No eggs? No problem. This easy Vegan French Toast is delicious made with almond milk, cinnamon, nutmeg, maple, nutritional yeast, and a little flour.
The first year Jack and I were together, he was working in Austin while I was finishing college in Chicago. He’d come visit me nearly once a month. It feels like such long time ago now (11 years, yikes)… many of those early memories are fuzzy, but a few stand out.
Friday nights, I would take the blue line to the airport to “pick him up” and we’d ride back to the city together. I was always late, he was always mad (or madly in love, ha).
Saturday mornings, we would head to the Pick Me Up Cafe where he would read The Onion in print (back then I think they only distributed it in Chicago), and I would eat vegan French toast. He’d read me funny headlines and I would ramble on about how this French toast couldn’t possibly be vegan. It was that good.
This one is close, or maybe better. Even Jack was surprised it didn’t have eggs. I used vanilla Almond Breeze almond milk, millet flour, nutritional yeast, (which seems strange, but it gives it that eggy essence), cinnamon, nutmeg, and lots of maple syrup. I loved it with chewy ciabatta bread, but this vegan French toast would also be gluten-free if you sub in gluten-free bread.
If you loved this vegan french toast recipe, try our vegan cinnamon rolls next!
Check out this post with 85 Best Vegan Recipes!
Vegan French Toast
- 6 slices day-old ciabatta bread, sliced about ¾-inch thick*
- 1 cup Almond Breeze Almond Milk
- 1 tablespoon maple syrup, plus more for serving
- 2 tablespoons millet flour (or spelt or whole wheat)
- 1 tablespoon nutritional yeast**
- 1 teaspoon cinnamon
- ¼ teaspoon freshly ground nutmeg
- tiny pinch of salt
- coconut oil, for the pan
- Powdered sugar
- Vegan butter
- Maple syrup
- Fresh fruit
- In a small bowl, whisk together the almond milk, maple syrup, flour, nutritional yeast, cinnamon, nutmeg and salt.

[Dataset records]
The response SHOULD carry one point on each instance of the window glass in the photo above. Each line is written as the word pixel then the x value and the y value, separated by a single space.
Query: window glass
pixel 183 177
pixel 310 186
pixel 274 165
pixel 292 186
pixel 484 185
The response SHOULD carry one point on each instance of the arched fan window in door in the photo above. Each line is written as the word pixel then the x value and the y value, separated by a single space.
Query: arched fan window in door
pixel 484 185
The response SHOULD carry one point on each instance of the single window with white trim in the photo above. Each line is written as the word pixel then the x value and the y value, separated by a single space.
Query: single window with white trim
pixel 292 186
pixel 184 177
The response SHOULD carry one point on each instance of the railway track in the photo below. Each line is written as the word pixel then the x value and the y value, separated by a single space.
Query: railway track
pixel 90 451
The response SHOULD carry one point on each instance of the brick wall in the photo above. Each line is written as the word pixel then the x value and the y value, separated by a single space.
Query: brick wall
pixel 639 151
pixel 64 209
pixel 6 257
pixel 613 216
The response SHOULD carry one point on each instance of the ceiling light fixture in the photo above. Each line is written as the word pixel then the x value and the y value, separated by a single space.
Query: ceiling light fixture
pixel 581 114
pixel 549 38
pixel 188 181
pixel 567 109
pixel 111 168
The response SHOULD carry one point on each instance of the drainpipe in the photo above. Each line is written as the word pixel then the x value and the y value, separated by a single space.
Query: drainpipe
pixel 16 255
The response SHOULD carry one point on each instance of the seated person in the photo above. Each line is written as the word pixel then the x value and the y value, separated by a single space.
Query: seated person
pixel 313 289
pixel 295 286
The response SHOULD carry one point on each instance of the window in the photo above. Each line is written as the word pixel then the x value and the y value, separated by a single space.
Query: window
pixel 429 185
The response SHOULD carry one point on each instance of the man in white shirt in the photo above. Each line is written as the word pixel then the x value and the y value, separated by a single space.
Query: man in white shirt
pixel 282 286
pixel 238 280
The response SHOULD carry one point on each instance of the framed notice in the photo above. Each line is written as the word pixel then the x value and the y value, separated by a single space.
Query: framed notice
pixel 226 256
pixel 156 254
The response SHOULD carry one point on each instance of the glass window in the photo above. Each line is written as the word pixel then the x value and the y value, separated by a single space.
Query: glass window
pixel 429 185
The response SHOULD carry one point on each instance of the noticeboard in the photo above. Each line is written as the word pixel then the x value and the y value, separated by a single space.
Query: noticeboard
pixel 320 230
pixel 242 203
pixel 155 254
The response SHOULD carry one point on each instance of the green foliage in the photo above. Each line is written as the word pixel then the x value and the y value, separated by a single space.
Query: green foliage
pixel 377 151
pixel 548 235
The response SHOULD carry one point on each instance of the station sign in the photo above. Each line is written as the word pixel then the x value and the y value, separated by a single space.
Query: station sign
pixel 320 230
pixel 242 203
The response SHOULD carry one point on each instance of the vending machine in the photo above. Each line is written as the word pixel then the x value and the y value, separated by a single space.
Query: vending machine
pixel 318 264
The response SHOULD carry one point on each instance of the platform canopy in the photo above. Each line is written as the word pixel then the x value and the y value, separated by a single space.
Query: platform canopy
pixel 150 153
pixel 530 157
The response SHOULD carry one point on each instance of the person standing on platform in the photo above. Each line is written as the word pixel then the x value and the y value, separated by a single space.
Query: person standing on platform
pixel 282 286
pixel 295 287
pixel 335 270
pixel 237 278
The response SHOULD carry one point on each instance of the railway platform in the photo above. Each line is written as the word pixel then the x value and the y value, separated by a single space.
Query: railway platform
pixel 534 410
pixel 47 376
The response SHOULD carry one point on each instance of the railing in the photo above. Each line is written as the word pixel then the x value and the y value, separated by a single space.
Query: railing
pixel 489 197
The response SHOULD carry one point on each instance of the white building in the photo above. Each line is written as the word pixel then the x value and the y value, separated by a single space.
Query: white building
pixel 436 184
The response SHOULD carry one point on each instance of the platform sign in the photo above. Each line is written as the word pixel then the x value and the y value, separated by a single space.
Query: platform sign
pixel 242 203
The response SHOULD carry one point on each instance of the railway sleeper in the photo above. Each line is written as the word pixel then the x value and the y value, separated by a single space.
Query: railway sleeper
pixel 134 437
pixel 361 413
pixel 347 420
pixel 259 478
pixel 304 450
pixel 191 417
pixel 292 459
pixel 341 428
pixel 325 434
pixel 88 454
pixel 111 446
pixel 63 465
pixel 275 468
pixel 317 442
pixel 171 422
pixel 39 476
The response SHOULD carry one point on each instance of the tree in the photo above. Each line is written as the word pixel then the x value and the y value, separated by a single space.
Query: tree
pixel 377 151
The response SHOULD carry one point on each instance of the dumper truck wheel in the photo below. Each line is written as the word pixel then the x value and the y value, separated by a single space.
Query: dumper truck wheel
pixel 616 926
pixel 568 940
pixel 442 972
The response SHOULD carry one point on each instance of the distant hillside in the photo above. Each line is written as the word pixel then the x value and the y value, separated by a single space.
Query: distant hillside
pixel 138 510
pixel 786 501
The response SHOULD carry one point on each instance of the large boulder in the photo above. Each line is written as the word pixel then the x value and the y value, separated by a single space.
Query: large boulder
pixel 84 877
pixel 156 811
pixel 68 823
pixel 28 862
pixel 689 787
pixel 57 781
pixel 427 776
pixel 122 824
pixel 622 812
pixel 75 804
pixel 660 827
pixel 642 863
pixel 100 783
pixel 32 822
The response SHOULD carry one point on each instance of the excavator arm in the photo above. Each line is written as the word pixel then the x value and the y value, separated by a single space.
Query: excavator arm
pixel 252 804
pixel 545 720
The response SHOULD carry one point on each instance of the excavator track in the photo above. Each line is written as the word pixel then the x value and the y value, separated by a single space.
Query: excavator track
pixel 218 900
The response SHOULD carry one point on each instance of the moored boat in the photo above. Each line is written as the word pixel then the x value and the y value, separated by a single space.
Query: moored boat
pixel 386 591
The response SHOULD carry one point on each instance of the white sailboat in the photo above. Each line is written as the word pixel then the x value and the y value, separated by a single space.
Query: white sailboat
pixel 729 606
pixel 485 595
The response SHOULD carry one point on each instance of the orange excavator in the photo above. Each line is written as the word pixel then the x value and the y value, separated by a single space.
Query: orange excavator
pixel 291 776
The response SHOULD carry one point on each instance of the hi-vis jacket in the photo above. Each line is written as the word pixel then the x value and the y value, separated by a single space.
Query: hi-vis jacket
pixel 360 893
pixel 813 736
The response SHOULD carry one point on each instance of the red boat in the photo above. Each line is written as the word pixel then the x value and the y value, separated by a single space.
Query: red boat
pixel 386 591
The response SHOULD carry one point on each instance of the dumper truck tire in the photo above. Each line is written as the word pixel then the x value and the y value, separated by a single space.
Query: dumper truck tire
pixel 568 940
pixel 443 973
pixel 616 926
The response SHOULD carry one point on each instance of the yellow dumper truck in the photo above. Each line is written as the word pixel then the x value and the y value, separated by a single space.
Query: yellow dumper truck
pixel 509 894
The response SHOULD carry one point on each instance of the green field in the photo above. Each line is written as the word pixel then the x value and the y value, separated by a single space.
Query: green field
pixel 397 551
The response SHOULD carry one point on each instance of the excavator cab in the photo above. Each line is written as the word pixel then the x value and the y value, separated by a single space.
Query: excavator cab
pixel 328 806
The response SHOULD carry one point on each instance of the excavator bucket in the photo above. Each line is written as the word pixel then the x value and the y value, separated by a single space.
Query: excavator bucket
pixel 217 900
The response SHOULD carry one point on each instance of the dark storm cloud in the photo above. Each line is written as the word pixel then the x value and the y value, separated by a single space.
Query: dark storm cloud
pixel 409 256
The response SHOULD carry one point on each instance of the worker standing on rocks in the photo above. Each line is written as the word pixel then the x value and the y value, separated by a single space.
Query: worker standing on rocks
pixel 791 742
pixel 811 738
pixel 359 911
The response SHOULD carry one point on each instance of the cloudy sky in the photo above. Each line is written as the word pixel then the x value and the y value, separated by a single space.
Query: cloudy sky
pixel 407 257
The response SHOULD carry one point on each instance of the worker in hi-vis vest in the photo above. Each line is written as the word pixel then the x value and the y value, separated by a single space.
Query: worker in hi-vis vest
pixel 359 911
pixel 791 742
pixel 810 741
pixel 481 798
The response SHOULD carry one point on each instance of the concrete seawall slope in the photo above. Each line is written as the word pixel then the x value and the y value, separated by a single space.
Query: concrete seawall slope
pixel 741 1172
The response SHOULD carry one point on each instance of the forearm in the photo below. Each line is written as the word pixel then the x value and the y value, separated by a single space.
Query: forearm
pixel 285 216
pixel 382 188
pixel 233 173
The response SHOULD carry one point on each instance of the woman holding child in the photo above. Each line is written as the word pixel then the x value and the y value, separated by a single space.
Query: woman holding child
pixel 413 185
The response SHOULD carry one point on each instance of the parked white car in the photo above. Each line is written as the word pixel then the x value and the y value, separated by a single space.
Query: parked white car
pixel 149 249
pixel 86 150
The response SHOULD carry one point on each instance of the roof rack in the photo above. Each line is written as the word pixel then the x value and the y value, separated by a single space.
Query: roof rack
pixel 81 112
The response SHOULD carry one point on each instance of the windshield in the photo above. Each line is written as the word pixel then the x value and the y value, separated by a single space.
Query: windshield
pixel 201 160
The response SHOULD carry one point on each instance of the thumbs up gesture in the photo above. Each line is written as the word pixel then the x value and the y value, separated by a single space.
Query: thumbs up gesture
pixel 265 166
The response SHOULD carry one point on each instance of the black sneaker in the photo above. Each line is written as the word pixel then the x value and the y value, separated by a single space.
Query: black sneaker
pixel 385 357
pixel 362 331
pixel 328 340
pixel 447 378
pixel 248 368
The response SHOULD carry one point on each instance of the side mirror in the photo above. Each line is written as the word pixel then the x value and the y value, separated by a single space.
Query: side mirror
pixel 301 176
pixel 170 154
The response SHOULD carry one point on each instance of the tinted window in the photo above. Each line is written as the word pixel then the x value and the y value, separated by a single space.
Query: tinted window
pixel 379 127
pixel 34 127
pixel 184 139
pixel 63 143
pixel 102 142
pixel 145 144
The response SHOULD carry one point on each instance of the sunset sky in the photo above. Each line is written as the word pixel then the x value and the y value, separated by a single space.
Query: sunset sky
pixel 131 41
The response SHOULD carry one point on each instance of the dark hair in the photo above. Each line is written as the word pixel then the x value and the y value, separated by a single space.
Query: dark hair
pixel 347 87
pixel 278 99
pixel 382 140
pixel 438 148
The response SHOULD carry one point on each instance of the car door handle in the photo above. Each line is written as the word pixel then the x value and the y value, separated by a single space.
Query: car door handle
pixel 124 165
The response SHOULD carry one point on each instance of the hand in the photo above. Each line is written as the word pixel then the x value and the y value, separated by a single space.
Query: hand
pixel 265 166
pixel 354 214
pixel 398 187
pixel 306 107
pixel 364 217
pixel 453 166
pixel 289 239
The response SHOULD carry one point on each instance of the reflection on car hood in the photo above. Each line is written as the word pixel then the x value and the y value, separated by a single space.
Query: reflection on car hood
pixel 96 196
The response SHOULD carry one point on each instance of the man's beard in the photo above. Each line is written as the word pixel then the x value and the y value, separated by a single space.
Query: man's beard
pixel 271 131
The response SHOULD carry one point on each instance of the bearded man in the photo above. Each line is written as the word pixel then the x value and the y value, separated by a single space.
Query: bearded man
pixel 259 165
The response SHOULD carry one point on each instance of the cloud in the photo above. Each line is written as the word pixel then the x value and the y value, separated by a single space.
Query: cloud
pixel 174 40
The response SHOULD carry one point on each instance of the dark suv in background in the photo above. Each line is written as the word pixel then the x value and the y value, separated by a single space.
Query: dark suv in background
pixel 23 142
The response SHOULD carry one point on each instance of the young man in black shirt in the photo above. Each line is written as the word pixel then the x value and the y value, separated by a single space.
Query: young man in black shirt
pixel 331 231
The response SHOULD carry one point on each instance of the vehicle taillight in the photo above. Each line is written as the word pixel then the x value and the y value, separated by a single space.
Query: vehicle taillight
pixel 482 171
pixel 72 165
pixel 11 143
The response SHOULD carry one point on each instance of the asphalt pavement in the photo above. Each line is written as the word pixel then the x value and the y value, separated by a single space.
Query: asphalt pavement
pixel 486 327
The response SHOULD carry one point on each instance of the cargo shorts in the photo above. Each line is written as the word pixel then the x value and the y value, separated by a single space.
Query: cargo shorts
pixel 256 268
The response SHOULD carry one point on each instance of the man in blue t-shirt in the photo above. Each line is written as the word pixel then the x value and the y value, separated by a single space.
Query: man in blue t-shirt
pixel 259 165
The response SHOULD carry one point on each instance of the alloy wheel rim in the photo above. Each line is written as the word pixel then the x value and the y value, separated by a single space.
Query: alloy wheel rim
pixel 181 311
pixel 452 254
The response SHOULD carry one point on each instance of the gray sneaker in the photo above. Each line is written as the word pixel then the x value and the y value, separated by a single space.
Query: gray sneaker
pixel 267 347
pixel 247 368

● **PROBLEMS TO SOLVE**:
A - Summarize the vegan French toast recipe in two sentences.
B - From the entries, copy the part that opens with the line containing "the car door" and closes with the line containing "pixel 124 165", keeping every line unchanged.
The recipe text and the entries are separate material with no connection to each other.

● **SET OF ANSWERS**:
A - This vegan French toast is made without eggs, using almond milk, cinnamon, nutmeg, maple, nutritional yeast, and a little flour. The writer compares it to the vegan French toast eaten on Saturday mornings with Jack at the Pick Me Up Cafe, calling this version close or maybe better, and notes that even Jack was surprised it had no eggs.

B -
The response SHOULD carry one point on each instance of the car door handle in the photo above. Each line is written as the word pixel then the x value and the y value, separated by a single space.
Query: car door handle
pixel 124 165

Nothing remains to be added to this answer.